--- Passage Enclosed Below ---
March 4, 2008
by: Gregory Haley AIA AICP LEED AP

Event: Quasi-Public: Paul Goldberger & Danny Meyer in Conversation — The Second Annual Design Trust Council Event
Location: The New Museum of Art, 02.26.08
Speakers: Paul Goldberger, Hon. AIA — Architecture Critic, The New Yorker; Danny Meyer — President, Union Square Hospitality Group
Introduction: Deborah Berke, FAIA — Co-Chair, Design Trust for Public Space
Organizers: The Design Trust for Public Space

Bank of America

Rent hikes are responsible, for better or worse, for Starbucks and national banks taking over city street corners.

Gregory Haley

In the face of cries that NYC is losing its soul, Union Square Hospitality Group president Danny Meyer is upbeat. “The real character of my New York,” he explains, “comes from the human beings who choose to live here.” Paul Goldberger, Hon. AIA, architecture critic for The New Yorker, is not as positive, viewing the city’s ongoing transformation as a homogenization of the public realm, a “spreading of the qualities associated with Midtown throughout the rest of Manhattan.” While acknowledging the promise of the city’s rebuilding over the last decades — it is a safer and more vibrant place — both Goldberger and Meyer believe that this growth has come at certain costs.
--- End of Enclosed Passage ---
--- Listed entries Enclosed Below ---
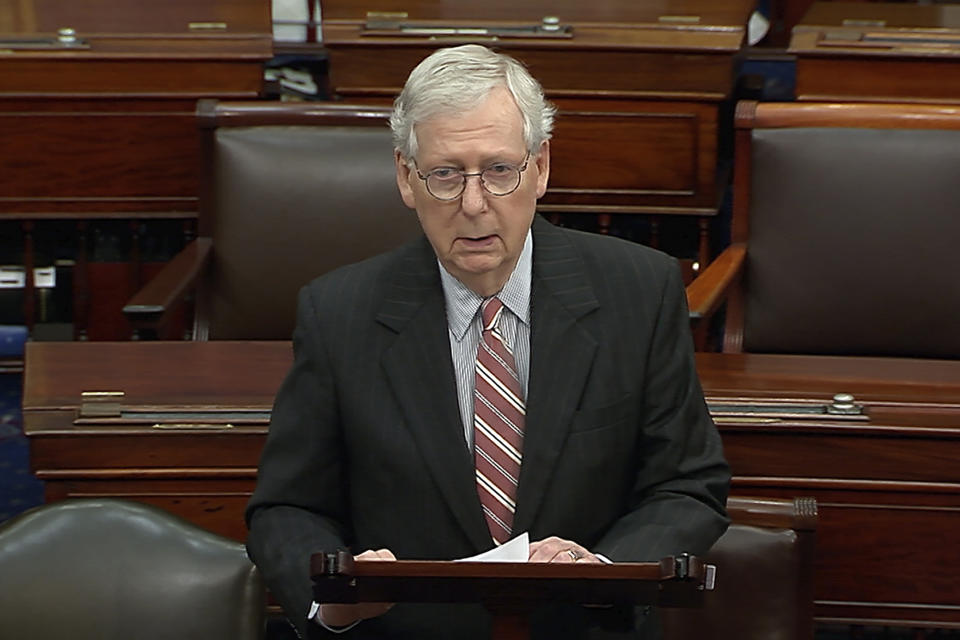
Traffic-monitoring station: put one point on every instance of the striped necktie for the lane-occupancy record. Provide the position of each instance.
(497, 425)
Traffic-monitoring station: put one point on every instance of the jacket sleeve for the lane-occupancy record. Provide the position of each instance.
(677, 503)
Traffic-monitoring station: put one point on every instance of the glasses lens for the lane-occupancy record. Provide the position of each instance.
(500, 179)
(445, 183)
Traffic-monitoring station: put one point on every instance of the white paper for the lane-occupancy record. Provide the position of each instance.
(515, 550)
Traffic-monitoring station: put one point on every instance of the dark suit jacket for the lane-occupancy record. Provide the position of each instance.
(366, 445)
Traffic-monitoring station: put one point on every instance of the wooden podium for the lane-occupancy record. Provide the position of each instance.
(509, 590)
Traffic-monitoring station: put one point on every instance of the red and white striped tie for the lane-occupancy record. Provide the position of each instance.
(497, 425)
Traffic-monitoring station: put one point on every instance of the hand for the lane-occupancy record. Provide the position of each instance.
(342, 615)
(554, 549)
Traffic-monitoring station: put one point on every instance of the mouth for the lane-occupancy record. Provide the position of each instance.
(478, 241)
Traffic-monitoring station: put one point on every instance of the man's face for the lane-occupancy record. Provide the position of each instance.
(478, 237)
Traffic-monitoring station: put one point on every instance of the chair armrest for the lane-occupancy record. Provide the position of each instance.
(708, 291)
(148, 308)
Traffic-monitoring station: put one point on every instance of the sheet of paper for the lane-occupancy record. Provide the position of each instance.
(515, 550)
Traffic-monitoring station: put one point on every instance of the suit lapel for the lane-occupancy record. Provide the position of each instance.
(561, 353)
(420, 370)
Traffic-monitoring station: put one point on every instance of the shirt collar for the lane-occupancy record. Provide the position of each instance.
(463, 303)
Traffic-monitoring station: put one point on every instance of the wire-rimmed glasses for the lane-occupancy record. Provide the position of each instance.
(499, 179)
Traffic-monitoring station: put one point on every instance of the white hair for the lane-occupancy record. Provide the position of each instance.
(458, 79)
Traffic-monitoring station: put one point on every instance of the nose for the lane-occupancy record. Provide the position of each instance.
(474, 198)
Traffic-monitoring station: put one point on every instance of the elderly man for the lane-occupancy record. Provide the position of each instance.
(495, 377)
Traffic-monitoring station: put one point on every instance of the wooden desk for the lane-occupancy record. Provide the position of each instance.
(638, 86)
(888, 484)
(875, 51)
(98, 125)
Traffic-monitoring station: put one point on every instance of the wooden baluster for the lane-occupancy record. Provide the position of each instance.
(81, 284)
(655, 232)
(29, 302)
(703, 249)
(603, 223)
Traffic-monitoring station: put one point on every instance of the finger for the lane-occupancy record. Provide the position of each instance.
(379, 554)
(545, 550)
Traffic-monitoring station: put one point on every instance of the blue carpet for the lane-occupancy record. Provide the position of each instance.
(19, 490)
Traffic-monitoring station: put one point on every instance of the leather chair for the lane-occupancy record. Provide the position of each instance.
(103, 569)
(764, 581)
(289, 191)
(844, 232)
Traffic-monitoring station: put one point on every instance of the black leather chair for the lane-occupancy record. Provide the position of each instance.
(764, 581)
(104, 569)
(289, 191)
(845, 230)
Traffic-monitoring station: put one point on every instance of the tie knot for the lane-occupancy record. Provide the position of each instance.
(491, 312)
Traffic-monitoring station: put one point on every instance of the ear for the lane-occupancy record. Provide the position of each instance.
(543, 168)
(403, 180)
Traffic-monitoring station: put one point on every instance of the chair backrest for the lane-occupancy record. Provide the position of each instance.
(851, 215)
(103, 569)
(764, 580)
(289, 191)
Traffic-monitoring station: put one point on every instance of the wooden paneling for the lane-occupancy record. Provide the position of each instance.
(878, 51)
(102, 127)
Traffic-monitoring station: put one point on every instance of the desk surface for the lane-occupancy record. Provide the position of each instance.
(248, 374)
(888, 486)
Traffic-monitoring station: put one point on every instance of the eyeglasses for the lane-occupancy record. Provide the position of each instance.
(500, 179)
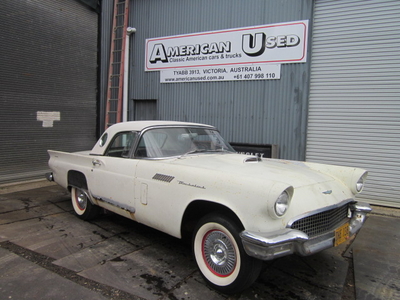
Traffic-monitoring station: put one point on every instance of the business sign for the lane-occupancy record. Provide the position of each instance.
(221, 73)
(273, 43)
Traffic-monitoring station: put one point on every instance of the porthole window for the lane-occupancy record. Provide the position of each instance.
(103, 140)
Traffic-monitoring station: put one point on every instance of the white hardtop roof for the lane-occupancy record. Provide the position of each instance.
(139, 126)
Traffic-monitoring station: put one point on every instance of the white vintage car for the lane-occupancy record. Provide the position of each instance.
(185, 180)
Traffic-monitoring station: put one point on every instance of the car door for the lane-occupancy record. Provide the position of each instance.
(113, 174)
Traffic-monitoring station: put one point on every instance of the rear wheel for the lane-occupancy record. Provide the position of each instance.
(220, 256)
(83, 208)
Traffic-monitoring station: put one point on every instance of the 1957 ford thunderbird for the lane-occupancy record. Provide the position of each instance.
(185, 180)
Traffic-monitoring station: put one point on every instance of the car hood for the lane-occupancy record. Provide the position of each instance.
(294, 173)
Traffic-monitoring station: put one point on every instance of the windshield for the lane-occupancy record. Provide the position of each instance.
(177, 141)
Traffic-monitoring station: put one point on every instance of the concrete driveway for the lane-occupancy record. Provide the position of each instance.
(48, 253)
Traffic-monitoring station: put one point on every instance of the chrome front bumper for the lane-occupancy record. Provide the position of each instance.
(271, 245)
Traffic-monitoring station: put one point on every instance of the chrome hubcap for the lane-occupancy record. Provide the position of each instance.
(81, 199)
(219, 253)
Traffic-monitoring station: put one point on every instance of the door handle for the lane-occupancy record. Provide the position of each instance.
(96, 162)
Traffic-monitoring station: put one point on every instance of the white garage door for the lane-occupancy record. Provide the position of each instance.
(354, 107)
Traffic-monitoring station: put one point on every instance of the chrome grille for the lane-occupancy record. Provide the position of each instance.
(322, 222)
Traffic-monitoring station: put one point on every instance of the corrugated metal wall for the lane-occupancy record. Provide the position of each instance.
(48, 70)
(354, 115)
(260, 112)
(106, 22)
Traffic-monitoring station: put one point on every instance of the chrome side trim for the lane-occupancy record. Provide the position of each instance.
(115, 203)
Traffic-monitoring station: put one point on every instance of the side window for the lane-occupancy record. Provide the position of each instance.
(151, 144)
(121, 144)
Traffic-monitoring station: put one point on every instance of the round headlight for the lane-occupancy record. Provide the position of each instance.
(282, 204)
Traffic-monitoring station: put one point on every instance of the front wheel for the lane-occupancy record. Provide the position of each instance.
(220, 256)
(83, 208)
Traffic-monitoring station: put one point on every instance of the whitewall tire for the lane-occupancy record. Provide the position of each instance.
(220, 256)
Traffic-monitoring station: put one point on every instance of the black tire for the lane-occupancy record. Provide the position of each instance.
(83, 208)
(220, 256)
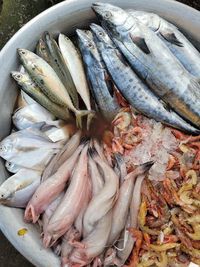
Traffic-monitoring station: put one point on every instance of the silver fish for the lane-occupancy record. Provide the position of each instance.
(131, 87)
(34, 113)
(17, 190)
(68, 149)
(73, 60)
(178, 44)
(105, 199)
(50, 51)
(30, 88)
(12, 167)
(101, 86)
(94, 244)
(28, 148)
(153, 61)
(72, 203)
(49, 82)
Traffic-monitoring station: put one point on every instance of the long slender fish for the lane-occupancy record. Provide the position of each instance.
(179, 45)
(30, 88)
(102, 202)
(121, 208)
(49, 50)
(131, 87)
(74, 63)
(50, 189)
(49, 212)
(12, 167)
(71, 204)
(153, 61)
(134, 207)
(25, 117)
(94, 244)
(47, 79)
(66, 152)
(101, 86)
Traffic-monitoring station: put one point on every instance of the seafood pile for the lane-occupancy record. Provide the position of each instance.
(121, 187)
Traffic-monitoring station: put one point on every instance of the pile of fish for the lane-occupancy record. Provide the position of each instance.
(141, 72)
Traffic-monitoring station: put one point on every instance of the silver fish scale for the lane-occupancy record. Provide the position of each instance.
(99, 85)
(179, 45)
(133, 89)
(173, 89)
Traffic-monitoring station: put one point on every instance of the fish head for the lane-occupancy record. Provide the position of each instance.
--- End of Enclosed Listed entries ---
- Work task 1 -
In the report on the Goldberger and Meyer conversation, who gave the introduction?
- Work task 2 -
Carry on the report of the Goldberger and Meyer conversation, picking up after its final sentence.
These records were drawn from a different source than the text.

- Written response 1 -
Deborah Berke, FAIA, Co-Chair of the Design Trust for Public Space.

- Written response 2 -
Meyer fears that ever-increasing rents prohibit small local businesses with “a point of view” from opening shop, as he did with the Union Square Café in 1985. Instead, banks and chain stores that can afford the rent have proliferated. Yet, he sees emerging new retail models that provide space to hook up with the public realm, such as his Shake Shack in Madison Square Park or even Starbucks. Describing these businesses as “ventures into the real in a virtual world,” Goldberger credits their success to a rising desire for “face-to-face interaction.”

New Yorkers “believe change is in our DNA,” claims Goldberger, but they also want to “keep things the way they are.” A vibrant public realm thrives on diversity of use and place. In the face of current real estate pressures, however, sustaining this diversity requires a balance between change and preservation. City dwellers must act to ensure that what once happened naturally in Manhattan will continue, states Goldberger. If NYC were to stabilize, he warns, it would “be the equivalent of death”.

Gregory Haley, AIA, AICP, LEED AP, is a project architect and urban designer at Studio V Architecture, and has taught architectural design studios at NYIT School of Architecture.